### PAGE EXTRACT:
********

All six species of reptiles found in the UK are protected under the Wildlife and Countryside act 1981. The widespread species (slow worm, grass snake, adder and common lizard) are protected against killing, injury and sale etc., and the two rarer species (sand lizard and smooth snake) have full protection, including against disturbance and habitat loss. This legislation informs the guidelines set out for ecological assessment.

Survey & impact assessment

If habitats suitable for reptiles are found within a development site, it is usually appropriate to carry out further surveys to establish whether are present or likely to be absent.  If reptiles are found, mitigation measures are put in place to prevent unlawful occurrences during development.

There are a number of mitigation options including: changing the layout of the development, so as not to disturb areas used by the reptile population, displacement using habitat manipulation, changing the season of works, or moving the population to another area (translocation).

Translocation is primarily used on larger scale projects where alternative mitigation strategies cannot be reasonably implemented.  So if your project fits within these parameters what can you expect?

********

### RAW RECORDS:
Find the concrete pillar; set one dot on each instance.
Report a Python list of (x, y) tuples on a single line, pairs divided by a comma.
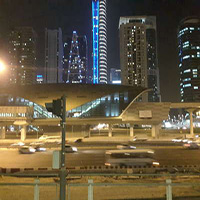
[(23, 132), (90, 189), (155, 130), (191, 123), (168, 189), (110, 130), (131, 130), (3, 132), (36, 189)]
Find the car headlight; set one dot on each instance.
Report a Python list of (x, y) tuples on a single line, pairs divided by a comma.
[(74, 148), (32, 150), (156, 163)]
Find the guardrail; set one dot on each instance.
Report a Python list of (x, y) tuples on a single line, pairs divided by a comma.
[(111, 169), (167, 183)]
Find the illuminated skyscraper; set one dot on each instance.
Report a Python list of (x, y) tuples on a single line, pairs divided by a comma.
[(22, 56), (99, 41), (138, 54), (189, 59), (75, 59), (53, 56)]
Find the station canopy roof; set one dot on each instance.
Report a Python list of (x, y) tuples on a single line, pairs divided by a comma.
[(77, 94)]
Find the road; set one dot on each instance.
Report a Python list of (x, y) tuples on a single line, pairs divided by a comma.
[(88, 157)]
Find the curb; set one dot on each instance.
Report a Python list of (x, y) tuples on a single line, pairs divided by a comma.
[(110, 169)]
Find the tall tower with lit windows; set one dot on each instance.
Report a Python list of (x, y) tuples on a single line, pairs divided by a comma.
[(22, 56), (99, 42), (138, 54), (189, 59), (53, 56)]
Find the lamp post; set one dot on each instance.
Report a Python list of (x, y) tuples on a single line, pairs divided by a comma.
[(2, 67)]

********

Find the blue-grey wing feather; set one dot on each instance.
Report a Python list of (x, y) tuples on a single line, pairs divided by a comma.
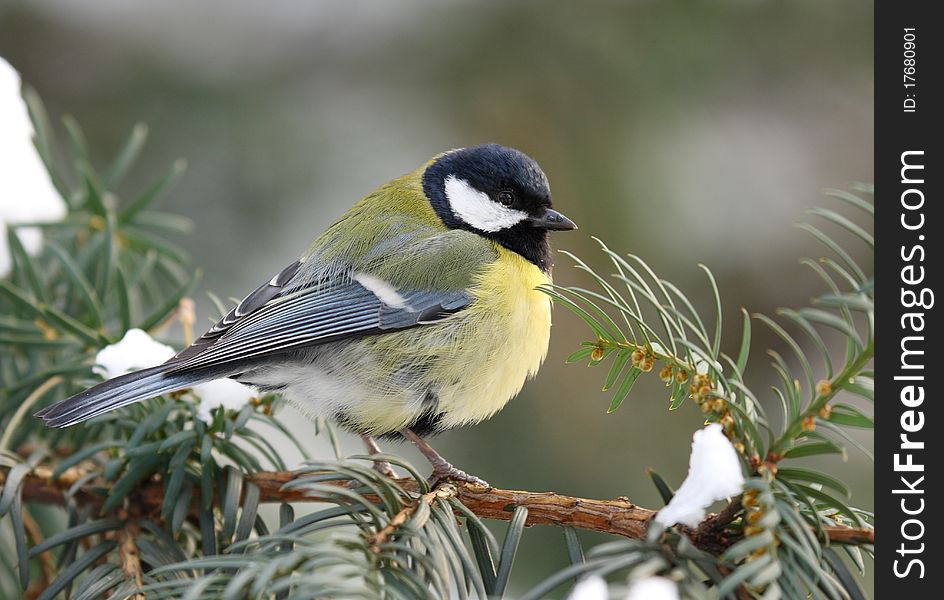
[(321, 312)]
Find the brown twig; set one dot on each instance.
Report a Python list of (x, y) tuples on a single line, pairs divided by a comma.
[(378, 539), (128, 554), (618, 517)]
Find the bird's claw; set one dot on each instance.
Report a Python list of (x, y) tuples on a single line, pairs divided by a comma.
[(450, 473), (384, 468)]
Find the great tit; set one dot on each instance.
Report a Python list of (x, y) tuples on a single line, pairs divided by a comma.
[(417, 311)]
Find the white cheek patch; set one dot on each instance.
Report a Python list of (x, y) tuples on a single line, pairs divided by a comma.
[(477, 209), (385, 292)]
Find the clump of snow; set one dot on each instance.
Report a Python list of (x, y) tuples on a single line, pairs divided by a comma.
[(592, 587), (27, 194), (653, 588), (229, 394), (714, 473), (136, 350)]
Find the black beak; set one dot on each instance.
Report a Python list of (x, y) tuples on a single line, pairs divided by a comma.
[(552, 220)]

********

### TO BE DONE:
#1 From the passage on UK reptiles, list every reptile species it names.
#2 Please answer these from the passage on UK reptiles, one answer per line, marked the same way:
(a) Under which act are the reptiles protected?
(b) What name does the passage give to moving the population to another area?
(c) On what kind of projects is that method primarily used?
#3 Pick up the passage on UK reptiles after its final sentence and carry it on.

### RESULTS OF THE TASKS:
#1 slow worm, grass snake, adder, common lizard, sand lizard, smooth snake

#2
(a) The Wildlife and Countryside act 1981
(b) Translocation
(c) Larger scale projects where alternative mitigation strategies cannot be reasonably implemented

#3
Receptor site

The first step is to select an adequate receptor site for the reptiles to be relocated to.  This should be as close as possible to the donor site, be of similar size and quality, and not currently support target species.  If the preferred site doesn’t meet all these requirements the receptor site may need to be enhanced before the translocation gets underway. This enhancement, often including additional sheltering habitats such as log piles, can increase the carrying capacity of a habitat. The receptor site should also be free of development pressure over the long term.

If possible it is best practice to retain some part of the original habitat on site, this avoids some of the usual uncertainties related to a translocation (complete loss of a population, unknown limitations of receptor site, etc.).

Method on site

Shortly before the translocation starts, reptile exclusion fencing is installed to prevent new individuals entering/returning to the site. Artificial refuges are placed in locations that are most attractive to reptiles. They are commonly made out of corrugated tins or pieces of roofing felt and normally between 50 and 100 are installed per hectare.

Habitat manipulation may also be advised. This could include cutting areas of high suitability habitat within the site to a lower level (under supervision), to reduce their suitability. This reduces the area of suitable habitat within the translocation zone, making it easier to capture the remaining individuals.


Often the most pressing query is ‘how long will it take?’, and we understand why. Time pressure is always a key factor when planning a development. Frustratingly however, there are only certain times in the year that translocations for reptiles can be implemented. This is due to their life cycle and behaviours.  The most profitable time for trapping reptiles is between late April and June and then again between late August and late September. So the sooner we can be involved and start the survey process the sooner your project can get under way.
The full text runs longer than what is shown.